_Your instructions_
Write out each line of the listing below that contains the word "snowy".

_Excerpted data_
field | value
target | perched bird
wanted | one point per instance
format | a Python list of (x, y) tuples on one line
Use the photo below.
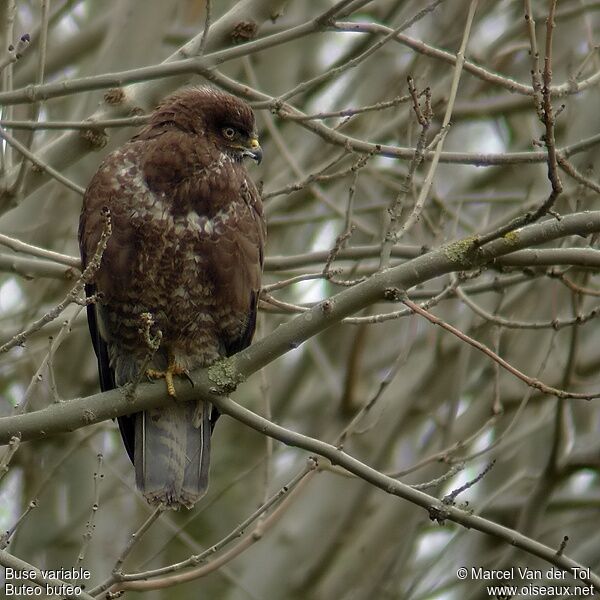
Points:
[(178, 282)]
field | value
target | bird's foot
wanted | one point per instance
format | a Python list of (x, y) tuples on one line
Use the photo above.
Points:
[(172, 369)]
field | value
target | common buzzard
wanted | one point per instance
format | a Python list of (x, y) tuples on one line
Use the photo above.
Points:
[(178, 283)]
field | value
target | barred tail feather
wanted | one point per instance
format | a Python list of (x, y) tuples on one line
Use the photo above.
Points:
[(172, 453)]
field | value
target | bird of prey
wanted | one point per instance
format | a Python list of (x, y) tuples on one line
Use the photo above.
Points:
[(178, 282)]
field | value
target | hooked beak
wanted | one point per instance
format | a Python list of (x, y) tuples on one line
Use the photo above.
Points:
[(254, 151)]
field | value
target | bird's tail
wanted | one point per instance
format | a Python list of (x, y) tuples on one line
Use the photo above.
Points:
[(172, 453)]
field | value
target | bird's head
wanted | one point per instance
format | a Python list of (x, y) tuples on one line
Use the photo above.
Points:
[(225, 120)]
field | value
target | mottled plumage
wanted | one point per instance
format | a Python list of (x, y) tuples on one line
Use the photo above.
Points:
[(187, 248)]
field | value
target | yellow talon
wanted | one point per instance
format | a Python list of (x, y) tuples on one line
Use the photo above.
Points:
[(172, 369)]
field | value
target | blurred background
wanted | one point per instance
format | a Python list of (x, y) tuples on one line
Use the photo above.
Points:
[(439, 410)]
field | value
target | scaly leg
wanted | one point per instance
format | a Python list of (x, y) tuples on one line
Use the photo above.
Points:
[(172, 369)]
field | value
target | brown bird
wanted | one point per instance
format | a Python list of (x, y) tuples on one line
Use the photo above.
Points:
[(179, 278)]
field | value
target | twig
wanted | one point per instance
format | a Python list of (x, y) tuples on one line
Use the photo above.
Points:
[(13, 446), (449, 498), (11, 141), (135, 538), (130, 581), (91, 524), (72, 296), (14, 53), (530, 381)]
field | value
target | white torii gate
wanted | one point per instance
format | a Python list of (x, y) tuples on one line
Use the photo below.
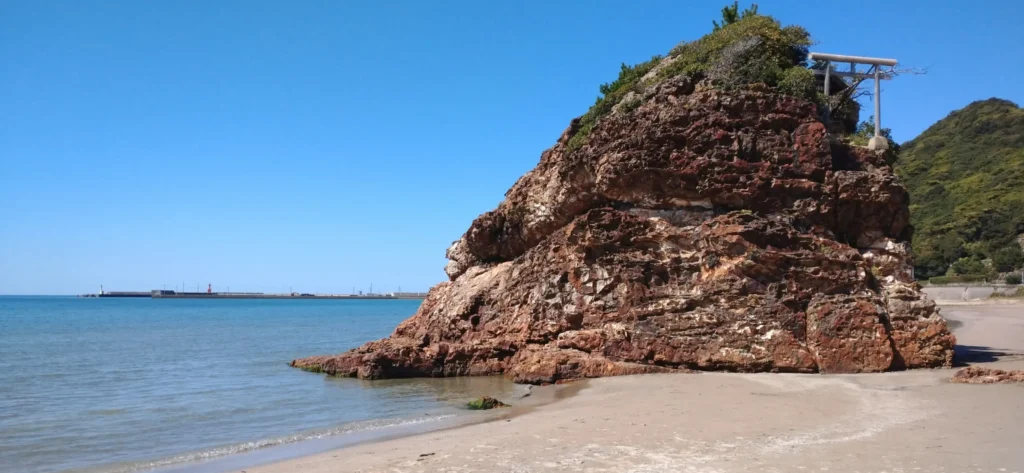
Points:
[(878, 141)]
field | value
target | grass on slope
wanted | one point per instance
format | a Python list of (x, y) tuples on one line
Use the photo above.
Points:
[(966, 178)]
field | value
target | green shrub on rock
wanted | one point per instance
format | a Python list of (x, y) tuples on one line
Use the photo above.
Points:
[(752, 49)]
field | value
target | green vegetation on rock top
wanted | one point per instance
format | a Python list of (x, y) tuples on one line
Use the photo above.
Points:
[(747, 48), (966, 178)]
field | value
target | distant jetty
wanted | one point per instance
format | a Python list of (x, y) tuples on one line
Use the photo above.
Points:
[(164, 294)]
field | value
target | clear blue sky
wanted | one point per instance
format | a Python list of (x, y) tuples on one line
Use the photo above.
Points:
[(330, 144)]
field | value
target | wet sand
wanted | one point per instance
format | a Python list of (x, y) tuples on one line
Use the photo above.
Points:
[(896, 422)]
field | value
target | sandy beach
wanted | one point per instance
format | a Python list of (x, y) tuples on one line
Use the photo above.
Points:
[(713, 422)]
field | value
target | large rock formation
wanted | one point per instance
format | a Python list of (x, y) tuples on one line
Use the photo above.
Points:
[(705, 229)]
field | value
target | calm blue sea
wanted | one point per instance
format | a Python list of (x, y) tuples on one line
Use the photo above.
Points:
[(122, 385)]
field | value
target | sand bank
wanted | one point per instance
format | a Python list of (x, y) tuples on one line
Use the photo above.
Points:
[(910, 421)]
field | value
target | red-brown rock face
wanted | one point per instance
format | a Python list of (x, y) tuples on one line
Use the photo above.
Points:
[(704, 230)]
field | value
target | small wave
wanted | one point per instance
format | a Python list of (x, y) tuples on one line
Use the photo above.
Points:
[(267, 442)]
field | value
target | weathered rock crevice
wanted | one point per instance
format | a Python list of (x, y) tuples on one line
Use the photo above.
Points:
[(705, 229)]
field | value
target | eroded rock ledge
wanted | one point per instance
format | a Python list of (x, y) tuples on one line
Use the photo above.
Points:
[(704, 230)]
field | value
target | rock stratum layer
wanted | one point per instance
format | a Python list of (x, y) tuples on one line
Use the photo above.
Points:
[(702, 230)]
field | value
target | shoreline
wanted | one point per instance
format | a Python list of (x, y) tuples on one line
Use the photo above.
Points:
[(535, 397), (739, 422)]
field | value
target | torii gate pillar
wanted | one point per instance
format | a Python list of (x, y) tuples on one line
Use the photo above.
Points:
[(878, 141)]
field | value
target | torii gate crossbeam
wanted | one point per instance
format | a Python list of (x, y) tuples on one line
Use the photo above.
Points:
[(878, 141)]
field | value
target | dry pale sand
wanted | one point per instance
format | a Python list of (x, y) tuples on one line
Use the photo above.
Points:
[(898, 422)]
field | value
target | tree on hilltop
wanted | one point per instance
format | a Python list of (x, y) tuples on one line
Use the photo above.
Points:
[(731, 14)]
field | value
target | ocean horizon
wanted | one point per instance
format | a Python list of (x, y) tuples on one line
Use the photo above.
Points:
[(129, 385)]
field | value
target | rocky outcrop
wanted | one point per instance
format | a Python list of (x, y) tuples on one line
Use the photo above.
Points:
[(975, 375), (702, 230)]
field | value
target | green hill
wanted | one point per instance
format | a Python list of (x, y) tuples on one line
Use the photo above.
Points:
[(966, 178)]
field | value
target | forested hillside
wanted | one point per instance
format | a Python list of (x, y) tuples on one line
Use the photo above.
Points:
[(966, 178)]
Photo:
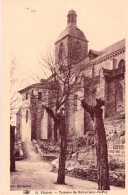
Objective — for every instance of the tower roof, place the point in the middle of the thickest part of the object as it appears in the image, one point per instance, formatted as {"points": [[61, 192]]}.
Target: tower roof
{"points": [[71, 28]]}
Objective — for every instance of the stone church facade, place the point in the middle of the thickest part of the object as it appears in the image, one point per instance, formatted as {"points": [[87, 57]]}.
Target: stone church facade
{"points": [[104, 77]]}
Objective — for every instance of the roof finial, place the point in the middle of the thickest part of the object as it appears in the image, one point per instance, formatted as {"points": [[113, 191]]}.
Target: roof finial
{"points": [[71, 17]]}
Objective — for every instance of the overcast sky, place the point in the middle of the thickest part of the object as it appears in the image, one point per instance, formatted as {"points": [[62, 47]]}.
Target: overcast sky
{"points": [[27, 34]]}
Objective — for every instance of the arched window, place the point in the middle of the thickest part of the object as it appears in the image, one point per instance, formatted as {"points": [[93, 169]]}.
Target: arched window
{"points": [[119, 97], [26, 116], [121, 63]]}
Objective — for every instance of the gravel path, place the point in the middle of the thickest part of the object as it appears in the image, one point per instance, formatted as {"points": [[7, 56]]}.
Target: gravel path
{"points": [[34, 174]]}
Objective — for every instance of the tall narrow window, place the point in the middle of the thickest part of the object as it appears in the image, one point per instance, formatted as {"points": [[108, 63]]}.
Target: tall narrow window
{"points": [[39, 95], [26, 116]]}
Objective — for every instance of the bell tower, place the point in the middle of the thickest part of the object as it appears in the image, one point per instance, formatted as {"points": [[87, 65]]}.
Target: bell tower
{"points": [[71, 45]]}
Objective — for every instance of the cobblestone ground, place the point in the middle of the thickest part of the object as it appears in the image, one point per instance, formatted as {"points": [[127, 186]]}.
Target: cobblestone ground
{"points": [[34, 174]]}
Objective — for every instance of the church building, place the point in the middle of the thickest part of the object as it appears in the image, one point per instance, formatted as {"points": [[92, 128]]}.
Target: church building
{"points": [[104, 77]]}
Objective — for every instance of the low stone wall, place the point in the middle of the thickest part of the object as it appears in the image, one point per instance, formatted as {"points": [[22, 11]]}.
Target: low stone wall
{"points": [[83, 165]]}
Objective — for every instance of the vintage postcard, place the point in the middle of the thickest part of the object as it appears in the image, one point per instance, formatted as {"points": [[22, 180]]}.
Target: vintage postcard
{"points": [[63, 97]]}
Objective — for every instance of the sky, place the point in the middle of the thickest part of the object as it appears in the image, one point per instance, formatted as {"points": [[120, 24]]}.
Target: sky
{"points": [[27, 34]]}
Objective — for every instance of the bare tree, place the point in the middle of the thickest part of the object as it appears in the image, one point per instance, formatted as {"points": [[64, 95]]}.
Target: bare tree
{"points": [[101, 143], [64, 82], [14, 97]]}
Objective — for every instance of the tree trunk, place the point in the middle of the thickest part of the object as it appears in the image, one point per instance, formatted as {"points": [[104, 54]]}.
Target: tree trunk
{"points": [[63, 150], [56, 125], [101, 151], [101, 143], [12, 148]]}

...

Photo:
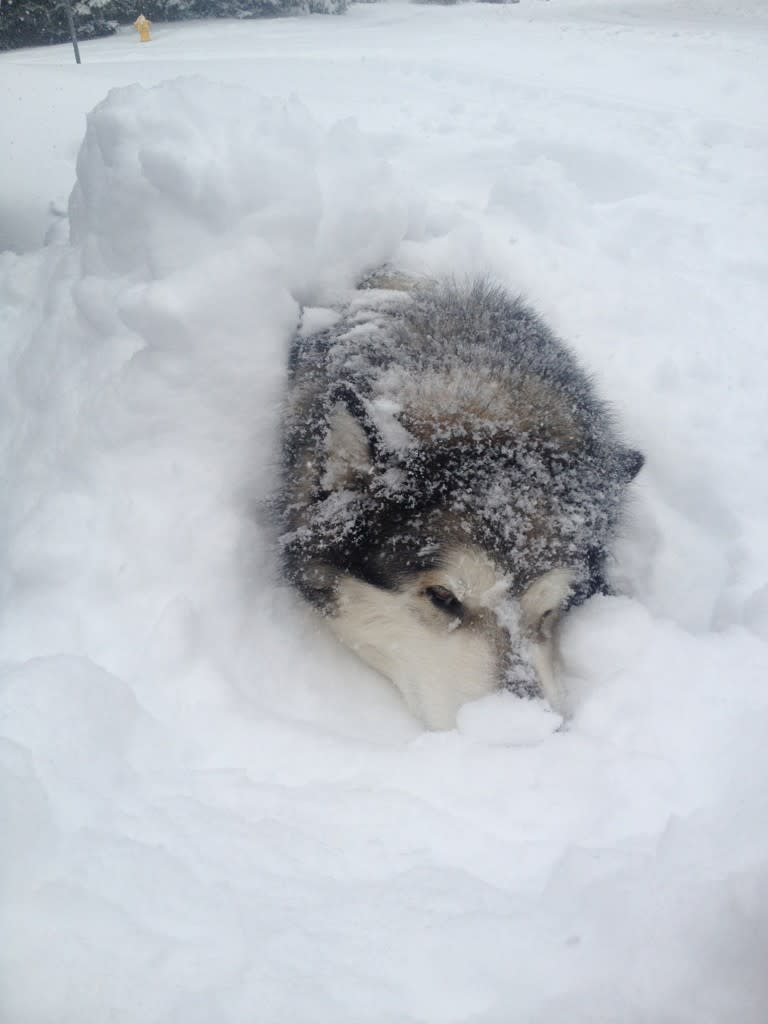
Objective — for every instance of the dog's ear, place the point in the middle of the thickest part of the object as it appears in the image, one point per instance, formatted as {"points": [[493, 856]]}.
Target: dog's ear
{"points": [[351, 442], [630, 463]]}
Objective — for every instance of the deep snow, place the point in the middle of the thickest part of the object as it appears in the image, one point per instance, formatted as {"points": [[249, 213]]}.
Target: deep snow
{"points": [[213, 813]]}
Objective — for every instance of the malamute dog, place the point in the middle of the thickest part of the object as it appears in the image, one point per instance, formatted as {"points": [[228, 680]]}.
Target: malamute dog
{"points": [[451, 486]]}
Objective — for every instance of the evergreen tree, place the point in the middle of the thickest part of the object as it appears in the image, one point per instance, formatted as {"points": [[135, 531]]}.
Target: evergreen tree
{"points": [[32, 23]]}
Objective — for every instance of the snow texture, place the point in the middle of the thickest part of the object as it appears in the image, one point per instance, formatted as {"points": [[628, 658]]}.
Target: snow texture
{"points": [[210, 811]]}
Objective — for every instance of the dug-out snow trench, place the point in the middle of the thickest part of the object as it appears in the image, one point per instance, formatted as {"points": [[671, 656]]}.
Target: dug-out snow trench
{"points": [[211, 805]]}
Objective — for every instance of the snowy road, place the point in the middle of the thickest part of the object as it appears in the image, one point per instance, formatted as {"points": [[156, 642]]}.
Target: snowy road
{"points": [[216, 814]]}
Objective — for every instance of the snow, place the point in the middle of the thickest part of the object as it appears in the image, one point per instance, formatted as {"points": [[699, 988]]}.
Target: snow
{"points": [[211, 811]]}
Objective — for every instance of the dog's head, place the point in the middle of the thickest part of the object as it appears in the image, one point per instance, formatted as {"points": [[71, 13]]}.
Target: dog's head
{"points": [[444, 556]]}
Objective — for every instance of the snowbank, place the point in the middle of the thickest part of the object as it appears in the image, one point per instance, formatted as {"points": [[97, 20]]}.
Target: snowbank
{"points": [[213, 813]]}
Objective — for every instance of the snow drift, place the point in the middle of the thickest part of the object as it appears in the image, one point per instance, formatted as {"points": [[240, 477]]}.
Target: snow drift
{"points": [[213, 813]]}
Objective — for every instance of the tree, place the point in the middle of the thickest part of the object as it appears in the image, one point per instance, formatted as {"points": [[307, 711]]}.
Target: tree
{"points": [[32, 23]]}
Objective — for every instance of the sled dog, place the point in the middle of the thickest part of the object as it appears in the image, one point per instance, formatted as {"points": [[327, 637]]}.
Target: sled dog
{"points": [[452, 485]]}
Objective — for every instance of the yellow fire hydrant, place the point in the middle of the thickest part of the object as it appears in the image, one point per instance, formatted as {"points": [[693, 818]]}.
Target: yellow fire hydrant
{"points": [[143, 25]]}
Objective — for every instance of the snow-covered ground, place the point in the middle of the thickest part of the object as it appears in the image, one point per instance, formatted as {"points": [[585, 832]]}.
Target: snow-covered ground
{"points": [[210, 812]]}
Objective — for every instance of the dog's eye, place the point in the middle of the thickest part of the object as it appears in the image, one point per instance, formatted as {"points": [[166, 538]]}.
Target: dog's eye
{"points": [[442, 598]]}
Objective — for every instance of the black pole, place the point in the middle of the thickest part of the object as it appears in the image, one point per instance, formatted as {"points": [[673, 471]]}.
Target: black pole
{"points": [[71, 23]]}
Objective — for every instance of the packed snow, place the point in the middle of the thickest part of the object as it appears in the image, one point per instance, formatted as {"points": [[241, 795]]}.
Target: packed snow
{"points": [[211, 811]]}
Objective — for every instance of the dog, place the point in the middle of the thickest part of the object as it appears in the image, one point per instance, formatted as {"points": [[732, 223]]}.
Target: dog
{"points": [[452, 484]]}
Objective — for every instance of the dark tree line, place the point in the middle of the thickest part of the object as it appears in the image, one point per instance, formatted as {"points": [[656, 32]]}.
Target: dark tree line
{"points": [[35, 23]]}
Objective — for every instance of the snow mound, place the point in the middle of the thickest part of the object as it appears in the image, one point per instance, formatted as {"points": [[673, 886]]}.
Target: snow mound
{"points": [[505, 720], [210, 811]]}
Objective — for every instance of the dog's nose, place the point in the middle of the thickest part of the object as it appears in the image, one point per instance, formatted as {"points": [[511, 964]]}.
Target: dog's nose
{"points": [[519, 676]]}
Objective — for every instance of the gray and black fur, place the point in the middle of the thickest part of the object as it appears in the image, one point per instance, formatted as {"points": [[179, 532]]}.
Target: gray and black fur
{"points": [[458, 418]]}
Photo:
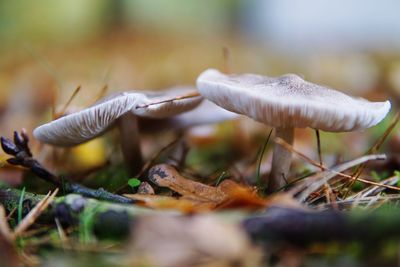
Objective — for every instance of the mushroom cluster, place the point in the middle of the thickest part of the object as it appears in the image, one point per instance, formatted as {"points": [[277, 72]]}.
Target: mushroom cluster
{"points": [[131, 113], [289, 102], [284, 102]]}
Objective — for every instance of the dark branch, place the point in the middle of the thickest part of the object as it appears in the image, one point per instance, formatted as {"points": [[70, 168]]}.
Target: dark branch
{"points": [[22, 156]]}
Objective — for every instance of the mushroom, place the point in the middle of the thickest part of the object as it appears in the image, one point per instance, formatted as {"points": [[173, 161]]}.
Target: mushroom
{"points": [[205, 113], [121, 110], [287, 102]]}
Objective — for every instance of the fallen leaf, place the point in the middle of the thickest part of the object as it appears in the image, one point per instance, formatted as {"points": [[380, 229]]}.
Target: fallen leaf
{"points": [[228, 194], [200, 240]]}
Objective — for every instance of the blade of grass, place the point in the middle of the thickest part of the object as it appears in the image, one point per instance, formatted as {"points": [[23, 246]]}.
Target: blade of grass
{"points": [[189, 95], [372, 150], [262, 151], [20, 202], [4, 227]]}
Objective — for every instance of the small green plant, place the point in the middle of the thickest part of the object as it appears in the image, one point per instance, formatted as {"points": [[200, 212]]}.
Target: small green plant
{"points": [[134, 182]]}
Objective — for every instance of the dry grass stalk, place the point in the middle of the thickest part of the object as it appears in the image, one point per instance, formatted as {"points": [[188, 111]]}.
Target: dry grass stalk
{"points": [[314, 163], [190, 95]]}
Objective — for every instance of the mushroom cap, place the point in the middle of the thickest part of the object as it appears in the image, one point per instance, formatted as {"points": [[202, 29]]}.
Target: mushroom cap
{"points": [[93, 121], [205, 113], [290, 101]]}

--

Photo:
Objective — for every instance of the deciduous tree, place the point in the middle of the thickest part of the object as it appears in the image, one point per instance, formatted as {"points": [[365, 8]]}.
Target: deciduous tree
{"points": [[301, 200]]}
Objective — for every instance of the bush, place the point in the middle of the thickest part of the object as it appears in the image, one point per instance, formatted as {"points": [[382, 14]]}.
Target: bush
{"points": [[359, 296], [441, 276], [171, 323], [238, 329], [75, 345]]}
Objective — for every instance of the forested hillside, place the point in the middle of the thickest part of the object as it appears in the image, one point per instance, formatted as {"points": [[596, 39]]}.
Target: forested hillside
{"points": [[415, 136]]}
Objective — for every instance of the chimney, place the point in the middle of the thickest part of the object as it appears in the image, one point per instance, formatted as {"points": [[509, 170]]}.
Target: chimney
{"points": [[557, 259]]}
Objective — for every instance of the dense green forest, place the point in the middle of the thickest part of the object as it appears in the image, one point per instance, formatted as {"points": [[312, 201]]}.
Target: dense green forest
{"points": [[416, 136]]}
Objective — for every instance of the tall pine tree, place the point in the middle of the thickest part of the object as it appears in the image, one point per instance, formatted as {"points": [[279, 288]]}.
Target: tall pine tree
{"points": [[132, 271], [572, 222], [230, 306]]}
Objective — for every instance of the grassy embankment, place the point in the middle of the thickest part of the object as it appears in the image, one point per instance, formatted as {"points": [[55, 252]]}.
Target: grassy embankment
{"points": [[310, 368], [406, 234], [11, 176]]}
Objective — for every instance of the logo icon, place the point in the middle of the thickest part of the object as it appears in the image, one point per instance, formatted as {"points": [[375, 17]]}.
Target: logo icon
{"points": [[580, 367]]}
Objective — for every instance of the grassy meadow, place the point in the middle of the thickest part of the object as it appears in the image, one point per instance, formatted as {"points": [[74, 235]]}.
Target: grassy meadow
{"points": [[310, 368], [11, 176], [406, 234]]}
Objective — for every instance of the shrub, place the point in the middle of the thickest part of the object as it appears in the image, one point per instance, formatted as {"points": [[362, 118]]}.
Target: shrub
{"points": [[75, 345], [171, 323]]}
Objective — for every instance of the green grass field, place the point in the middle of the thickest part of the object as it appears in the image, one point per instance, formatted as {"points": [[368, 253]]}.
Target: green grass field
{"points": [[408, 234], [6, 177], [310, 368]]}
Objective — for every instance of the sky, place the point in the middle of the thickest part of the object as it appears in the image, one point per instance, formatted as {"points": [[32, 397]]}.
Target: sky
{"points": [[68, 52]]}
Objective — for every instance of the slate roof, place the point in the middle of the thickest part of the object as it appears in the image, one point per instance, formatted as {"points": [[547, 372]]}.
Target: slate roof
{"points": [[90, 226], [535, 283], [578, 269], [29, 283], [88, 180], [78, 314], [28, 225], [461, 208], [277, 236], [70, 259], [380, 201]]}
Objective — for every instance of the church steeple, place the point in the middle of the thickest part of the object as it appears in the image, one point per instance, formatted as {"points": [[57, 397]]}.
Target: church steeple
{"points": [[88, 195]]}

_Task answer_
Objective — for every instance of the snowy road, place the point in the middle of the thickest part of the object as it appears in the image, one point per instance, formatted as {"points": [[156, 642]]}.
Target: snowy road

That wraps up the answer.